+++ Data extracts +++

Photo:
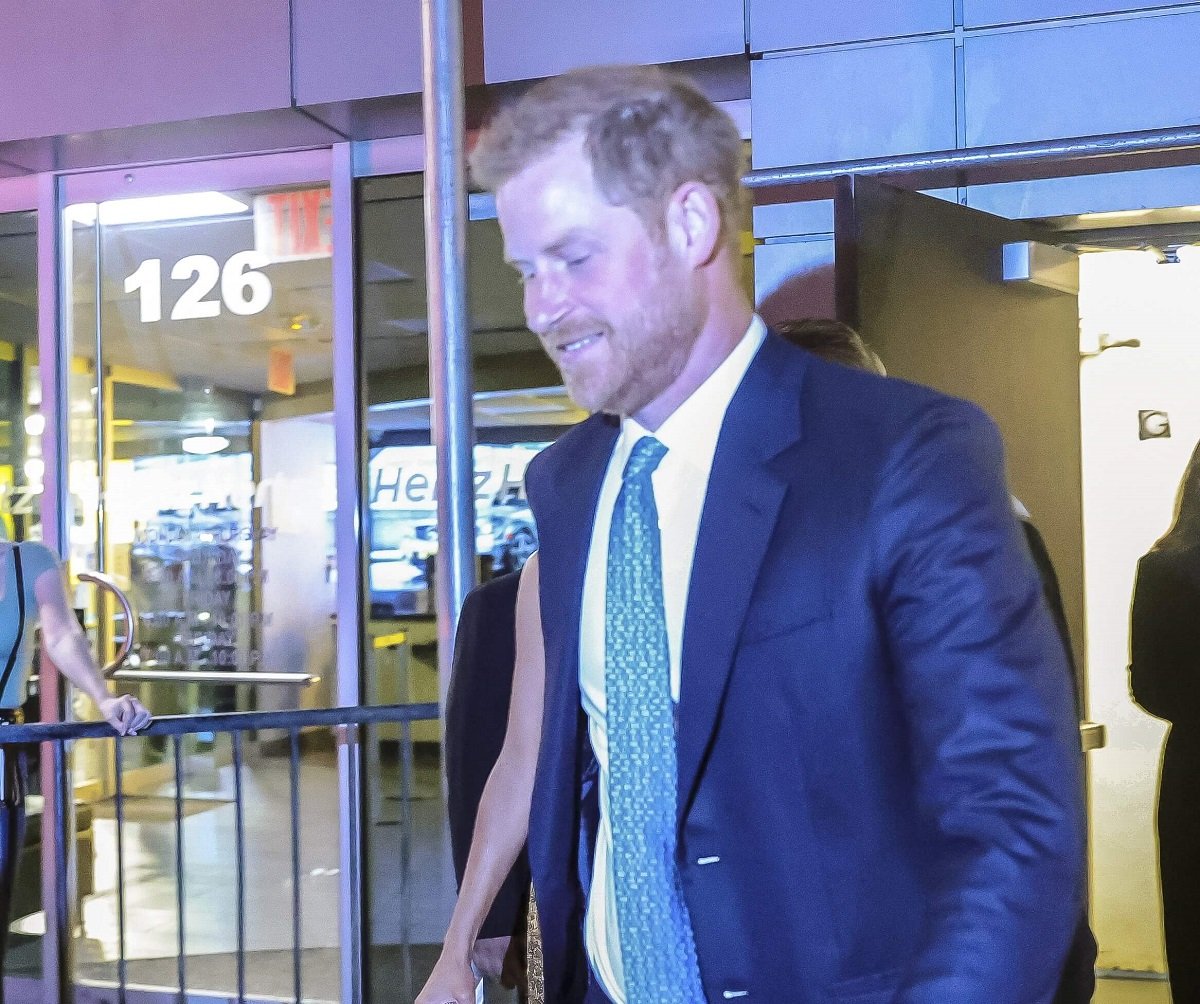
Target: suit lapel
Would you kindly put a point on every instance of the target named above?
(571, 490)
(738, 519)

+++

* **What the exercise asks**
Set down, exactly and only, the lines running from the one holding "Would you kindly" through the end of the records above, both ends included.

* **Output for this task**
Would you kindly put a point on every instance of the target named above?
(571, 490)
(738, 519)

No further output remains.